What to work on> Please copy, word for word, the part of the pier forum thread below that opens with the words containing "## bsm97 (Nov" and closes with "(Feb 13, 2008)".

Source document>
# Spring maid



## bsm97 (Nov 17, 2013)

Since garden city may be out right now, what's the deal with spring maid? How much to fish and what are some tips for that pier if it's my first time there?


----------



## SmoothLures (Feb 13, 2008)

$9 bucks to fish, 7 if you're a Horry county resident with an ID. It's about like any other pier. Lots of people jig when the Spanish and blues are biting good, not sure about now, but get there early if you want a good spot to jig. Shrimp, finger mullet fillets, and fresh cut bait (croaker, blues, ect) will be best for your bottom fishing. Keith can tell you about the parking situation, but the parking garage is across the street from the pier. I think he was saying you can park in the lot until the busy season for tourists.


----------



## phenom1979 (May 1, 2013)

bsm97 said:


> Since garden city may be out right now, what's the deal with spring maid? How much to fish and what are some tips for that pier if it's my first time there?


When are you heading out there. I'll be going again tomorrow after I catch a few dozen finger mullet.


----------



## phenom1979 (May 1, 2013)

When are you heading out there? I'll be out tomorrow as soon as I catch a few dozen finger mullet.


----------



## RjTheMetalhead (Dec 3, 2011)

Record set>
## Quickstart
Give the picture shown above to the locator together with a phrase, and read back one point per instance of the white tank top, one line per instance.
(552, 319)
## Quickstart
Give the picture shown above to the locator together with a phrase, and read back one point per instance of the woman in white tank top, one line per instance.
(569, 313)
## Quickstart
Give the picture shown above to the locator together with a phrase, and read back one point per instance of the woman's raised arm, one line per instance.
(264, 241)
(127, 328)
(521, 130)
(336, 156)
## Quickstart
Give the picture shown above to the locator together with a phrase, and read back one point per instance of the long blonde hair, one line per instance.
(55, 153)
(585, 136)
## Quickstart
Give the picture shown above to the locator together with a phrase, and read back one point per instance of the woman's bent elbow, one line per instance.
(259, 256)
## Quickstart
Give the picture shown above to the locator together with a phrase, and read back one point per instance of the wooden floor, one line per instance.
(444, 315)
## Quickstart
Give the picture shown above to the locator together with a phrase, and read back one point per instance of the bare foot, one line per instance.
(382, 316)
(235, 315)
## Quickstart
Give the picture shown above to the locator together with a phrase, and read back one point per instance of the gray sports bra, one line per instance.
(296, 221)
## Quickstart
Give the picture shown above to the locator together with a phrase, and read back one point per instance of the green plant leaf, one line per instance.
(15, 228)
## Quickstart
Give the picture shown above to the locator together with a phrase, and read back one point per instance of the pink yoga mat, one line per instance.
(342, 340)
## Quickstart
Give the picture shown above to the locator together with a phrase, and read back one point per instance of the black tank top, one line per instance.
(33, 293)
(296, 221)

Task answer>
## bsm97 (Nov 17, 2013)

Since garden city may be out right now, what's the deal with spring maid? How much to fish and what are some tips for that pier if it's my first time there?


----------



## SmoothLures (Feb 13, 2008)